Position identification records
□ □ □
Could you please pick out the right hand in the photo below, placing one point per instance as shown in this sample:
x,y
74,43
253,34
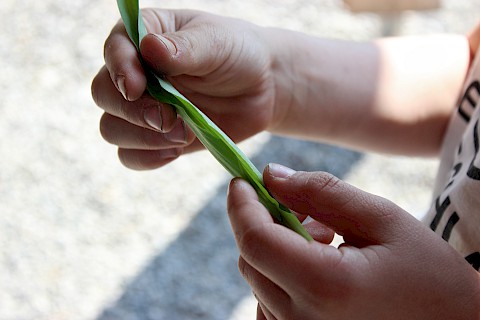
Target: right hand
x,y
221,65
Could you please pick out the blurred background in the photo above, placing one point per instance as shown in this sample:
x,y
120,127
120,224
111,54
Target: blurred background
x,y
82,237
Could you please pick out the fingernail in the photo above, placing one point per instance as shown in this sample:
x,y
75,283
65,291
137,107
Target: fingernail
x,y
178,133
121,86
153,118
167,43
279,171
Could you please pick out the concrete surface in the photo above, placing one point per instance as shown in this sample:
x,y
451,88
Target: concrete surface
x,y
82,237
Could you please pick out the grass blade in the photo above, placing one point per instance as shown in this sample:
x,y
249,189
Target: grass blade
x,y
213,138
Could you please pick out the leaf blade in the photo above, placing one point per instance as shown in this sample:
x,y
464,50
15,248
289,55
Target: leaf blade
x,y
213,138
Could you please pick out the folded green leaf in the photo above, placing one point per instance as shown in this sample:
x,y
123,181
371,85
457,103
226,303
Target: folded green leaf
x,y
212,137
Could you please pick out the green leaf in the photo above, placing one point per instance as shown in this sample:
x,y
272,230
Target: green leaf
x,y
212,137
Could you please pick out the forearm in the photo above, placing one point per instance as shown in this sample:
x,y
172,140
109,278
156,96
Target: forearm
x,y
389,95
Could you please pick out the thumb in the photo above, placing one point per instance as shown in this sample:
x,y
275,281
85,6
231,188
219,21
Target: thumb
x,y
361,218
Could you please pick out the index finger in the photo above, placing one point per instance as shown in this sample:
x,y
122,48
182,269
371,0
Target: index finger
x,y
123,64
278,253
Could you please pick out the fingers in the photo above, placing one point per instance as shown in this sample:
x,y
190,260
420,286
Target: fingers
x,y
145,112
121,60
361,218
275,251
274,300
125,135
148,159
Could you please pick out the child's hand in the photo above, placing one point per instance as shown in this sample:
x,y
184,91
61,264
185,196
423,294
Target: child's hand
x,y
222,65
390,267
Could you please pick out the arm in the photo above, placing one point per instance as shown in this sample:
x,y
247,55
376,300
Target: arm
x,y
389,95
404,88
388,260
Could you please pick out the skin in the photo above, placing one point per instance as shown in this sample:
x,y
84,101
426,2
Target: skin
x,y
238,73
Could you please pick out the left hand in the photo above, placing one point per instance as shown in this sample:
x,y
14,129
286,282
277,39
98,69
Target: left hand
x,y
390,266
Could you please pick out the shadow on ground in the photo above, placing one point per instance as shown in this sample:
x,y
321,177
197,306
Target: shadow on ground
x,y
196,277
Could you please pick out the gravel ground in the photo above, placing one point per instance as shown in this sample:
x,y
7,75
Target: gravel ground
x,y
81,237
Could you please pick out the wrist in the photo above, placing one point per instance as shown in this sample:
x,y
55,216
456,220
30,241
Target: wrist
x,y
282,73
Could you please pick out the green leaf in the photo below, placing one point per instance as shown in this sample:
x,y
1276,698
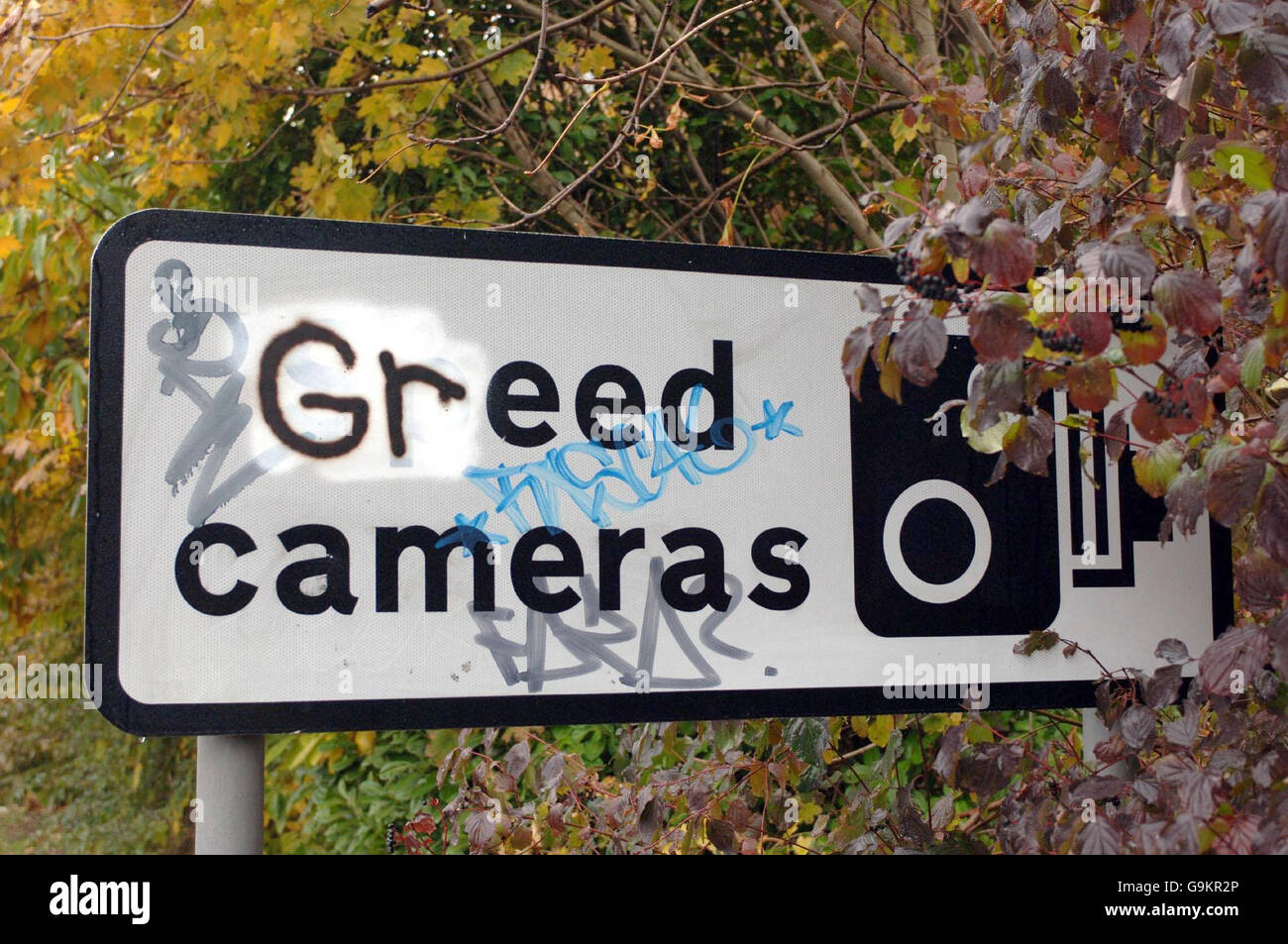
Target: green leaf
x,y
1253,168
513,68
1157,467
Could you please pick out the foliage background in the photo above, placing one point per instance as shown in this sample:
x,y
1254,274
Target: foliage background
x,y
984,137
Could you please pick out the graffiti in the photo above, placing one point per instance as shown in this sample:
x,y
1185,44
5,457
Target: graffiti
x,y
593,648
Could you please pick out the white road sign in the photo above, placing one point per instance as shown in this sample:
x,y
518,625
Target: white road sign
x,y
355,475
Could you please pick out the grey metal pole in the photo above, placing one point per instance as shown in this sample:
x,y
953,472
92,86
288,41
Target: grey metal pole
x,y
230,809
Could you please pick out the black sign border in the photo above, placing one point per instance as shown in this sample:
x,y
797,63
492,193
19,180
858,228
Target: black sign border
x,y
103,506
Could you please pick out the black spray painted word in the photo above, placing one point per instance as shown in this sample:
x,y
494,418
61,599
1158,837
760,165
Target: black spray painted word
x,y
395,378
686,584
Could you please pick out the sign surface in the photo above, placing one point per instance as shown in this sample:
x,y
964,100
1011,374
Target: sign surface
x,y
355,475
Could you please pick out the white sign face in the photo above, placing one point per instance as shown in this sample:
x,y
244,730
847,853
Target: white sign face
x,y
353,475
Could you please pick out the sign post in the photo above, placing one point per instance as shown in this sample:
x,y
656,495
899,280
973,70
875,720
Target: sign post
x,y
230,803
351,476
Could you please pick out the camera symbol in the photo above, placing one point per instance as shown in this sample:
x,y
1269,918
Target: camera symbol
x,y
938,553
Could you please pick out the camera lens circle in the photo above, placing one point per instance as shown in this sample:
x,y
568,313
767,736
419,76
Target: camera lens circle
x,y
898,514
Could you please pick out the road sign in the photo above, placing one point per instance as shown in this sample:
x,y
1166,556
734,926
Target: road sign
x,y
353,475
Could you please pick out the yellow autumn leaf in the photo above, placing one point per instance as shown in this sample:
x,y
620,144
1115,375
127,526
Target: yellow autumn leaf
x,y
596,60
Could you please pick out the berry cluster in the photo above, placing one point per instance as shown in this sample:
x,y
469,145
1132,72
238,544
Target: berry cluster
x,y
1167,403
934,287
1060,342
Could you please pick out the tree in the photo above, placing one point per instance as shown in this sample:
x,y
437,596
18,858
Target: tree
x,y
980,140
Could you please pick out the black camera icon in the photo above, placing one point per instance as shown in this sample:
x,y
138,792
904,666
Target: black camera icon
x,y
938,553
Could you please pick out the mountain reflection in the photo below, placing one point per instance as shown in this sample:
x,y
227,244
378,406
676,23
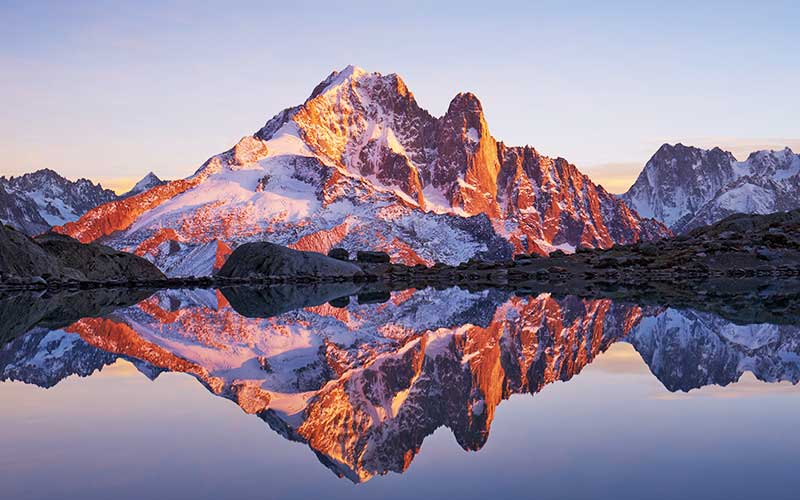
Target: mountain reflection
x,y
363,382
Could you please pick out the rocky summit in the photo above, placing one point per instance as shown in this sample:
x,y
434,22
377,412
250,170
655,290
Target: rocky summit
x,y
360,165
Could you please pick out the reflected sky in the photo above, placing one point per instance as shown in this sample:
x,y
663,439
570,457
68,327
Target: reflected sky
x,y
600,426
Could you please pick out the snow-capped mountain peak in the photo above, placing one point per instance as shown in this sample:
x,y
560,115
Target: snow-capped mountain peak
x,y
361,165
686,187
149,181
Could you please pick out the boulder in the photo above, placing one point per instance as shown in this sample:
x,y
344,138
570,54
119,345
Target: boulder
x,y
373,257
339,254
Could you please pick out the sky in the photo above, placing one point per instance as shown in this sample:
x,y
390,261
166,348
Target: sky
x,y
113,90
□ □ □
What the exercise asks. Give the lines of the records, from the line containing "Could you please pick out the rocky" through the last line, as a Markdown table with a Row column holding a row number and a Line column holding the line, leaving out blank lines.

Result of the task.
| Row | Line |
|---|---|
| 1 | Could you please pick out the rocky summit in the photo above, placing one point per instance as shown in this sample: |
| 2 | x,y |
| 3 | 434,22 |
| 4 | 377,412 |
| 5 | 250,170 |
| 6 | 655,290 |
| 7 | Target: rocky summit |
| 8 | x,y |
| 9 | 360,165 |
| 10 | Could you please pick out the reflected sky in the photo above, placing one point per instance as shown in this sample: |
| 11 | x,y |
| 12 | 663,439 |
| 13 | 570,457 |
| 14 | 68,327 |
| 15 | Target: reflected sky |
| 16 | x,y |
| 17 | 600,426 |
| 18 | Could you please pick out the snow-capped mountain peak in the photo above, placing one point per instance as shown in this sample: |
| 19 | x,y |
| 20 | 560,115 |
| 21 | Target: snow-capped mountain peak |
| 22 | x,y |
| 23 | 361,165 |
| 24 | 686,187 |
| 25 | 149,181 |
| 26 | Could you please pick out the boulder in the photo above, placing one point per instance as shown in this sample: |
| 27 | x,y |
| 28 | 344,138 |
| 29 | 570,54 |
| 30 | 119,345 |
| 31 | Target: boulder |
| 32 | x,y |
| 33 | 373,257 |
| 34 | 339,254 |
| 35 | Could you please pick out the sky in the photo above, placing one point per instance as shown in this sample: |
| 36 | x,y |
| 37 | 390,261 |
| 38 | 166,348 |
| 39 | Target: sky |
| 40 | x,y |
| 41 | 113,90 |